Trecho fornecido:

No Brasil, por exemplo, estamos lutando contra o protocolo MMS, que é água sanitária industrial concentrada que os pais dão aos seus próprios filhos autistas para beber ou forçam via retal na forma de uma lavagem intestinal. É tão forte que corrói os intestinos a tal ponto deles sairem literalmente em pedaços.

Recentemente, ouvimos sobre uma clínica chinesa que matou um pequeno menino autista fazendo-o percorrer distâncias absurdas, só por pensar que o autismo dele era preguiça. Na França, por alguma razão, alguns psiquiatras enrolam crianças autistas em toalhas molhadas e frias e chamam isso de tratamento. Em muitos países, as crianças autistas estão sendo expostas a injeções de células-tronco para as quais não há nenhuma justificativa científica. Algumas pessoas fazem crianças autistas respirar oxigênio puro em câmaras que podem explodir em chamas. Outros sugerem a castração química. Ou quelação, a qual remove todos os metais do corpo, incluindo o cálcio, o que é muito importante para o organismo. Também ouvimos sobre cirurgias de cérebro e outras coisas horríveis. Ocasionalmente, alguém morre, mas as “terapias alternativas” continuam.

Dados fornecidos:
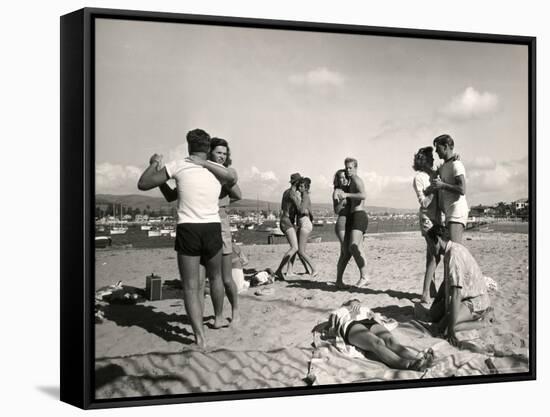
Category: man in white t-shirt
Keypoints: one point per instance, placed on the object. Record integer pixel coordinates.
(198, 234)
(451, 185)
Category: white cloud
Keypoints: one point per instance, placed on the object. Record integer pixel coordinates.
(262, 184)
(481, 163)
(318, 77)
(508, 179)
(388, 190)
(470, 104)
(116, 179)
(178, 153)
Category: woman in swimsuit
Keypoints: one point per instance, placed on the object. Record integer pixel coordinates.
(340, 184)
(305, 227)
(289, 210)
(428, 214)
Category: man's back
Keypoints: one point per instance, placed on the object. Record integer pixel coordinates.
(453, 204)
(198, 192)
(353, 204)
(288, 206)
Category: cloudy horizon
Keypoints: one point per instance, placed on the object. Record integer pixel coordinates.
(290, 101)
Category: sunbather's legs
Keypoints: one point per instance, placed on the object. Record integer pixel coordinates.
(359, 336)
(392, 344)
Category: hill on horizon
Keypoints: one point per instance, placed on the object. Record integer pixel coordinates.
(143, 202)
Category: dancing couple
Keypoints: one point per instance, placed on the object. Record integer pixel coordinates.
(351, 225)
(296, 223)
(205, 184)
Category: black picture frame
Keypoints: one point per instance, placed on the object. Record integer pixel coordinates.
(77, 204)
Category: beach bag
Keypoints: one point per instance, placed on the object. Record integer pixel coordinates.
(238, 277)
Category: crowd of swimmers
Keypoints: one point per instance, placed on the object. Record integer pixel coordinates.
(206, 184)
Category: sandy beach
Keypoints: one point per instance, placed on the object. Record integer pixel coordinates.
(147, 349)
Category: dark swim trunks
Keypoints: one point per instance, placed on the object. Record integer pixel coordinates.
(368, 323)
(198, 239)
(285, 224)
(357, 220)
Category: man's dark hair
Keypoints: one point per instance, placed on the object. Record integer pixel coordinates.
(306, 181)
(444, 140)
(221, 142)
(437, 231)
(424, 157)
(198, 141)
(351, 160)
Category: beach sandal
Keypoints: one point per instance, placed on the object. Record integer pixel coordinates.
(423, 362)
(363, 282)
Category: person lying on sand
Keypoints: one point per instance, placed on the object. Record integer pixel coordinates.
(360, 327)
(462, 302)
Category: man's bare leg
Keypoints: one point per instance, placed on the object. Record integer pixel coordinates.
(293, 241)
(214, 274)
(455, 231)
(306, 260)
(429, 275)
(356, 249)
(343, 260)
(230, 287)
(189, 274)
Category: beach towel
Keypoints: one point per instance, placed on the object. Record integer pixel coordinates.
(341, 318)
(330, 364)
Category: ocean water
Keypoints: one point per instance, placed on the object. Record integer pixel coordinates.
(137, 238)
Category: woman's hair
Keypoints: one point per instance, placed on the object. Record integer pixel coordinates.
(335, 181)
(422, 158)
(214, 142)
(351, 160)
(444, 140)
(306, 181)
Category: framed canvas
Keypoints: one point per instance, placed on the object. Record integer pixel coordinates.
(258, 208)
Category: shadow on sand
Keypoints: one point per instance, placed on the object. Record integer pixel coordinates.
(330, 287)
(155, 322)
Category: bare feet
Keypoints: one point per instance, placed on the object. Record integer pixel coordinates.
(488, 316)
(218, 322)
(433, 289)
(363, 282)
(279, 275)
(341, 286)
(235, 319)
(423, 362)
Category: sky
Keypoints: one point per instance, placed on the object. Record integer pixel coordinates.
(297, 101)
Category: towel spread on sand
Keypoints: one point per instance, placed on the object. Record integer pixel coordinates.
(341, 318)
(331, 365)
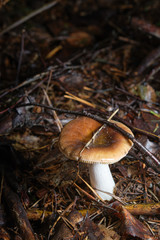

Tarefa A: Reescreva a parte do trecho sobre terapias para autismo que começa em "No Brasil, por" e termina em "sairem literalmente em pedaços.", mudando "corrói" para "destrói".
Tarefa B: Segundo o trecho sobre terapias para autismo, o que alguns psiquiatras na França fazem com crianças autistas?
Tarefa C: Retome o trecho sobre terapias para autismo e continue-o a partir da última frase.

Resposta A:
No Brasil, por exemplo, estamos lutando contra o protocolo MMS, que é água sanitária industrial concentrada que os pais dão aos seus próprios filhos autistas para beber ou forçam via retal na forma de uma lavagem intestinal. É tão forte que destrói os intestinos a tal ponto deles sairem literalmente em pedaços.

Resposta B: Eles enrolam as crianças em toalhas molhadas e frias e chamam isso de tratamento.

Resposta C:
A Convenção diz que “Ninguém será submetido a tortura nem a tratamento ou castigo cruel, desumano ou degradante”. Mas isso é o que está acontecendo hoje.

Famílias mais conscientes, ou aqueles que simplesmente não têm dinheiro suficiente para pagar por essas “terapias alternativas” perigosas, buscam a cura através de dietas não comprovadas e estranhas e, claro, das terapias comportamentais, que é um nome polido para a lavagem cerebral.

Crianças são treinadas para fingir que não são autistas, treinadas para esconder sua verdadeira identidade, a obedecer sem oposição. O dano psicológico é uma questão de tempo. Terapias baseadas em conformidade, como ABA, também tornam crianças autistas mais vulneráveis ​​a outras formas de violência, incluindo a bullying e abuso sexual.

A supermedicalização também é muito comum, as drogas e a sedação de crianças autistas é uma maneira fácil de fazê-los parecerem calmos e controláveis. Se isso não funcionar, então há os asilos e instituições para doentes mentais. Ou, se a família tem dinheiro suficiente, a versão mais contemporânea, todo um complexo-residência que simula o mundo real e mantém as pessoas autistas isoladas de suas comunidades reais. Isso é respeito? Isso é proteção? Eu acho que não. Não há consentimento e não é com base no melhor interesse da criança.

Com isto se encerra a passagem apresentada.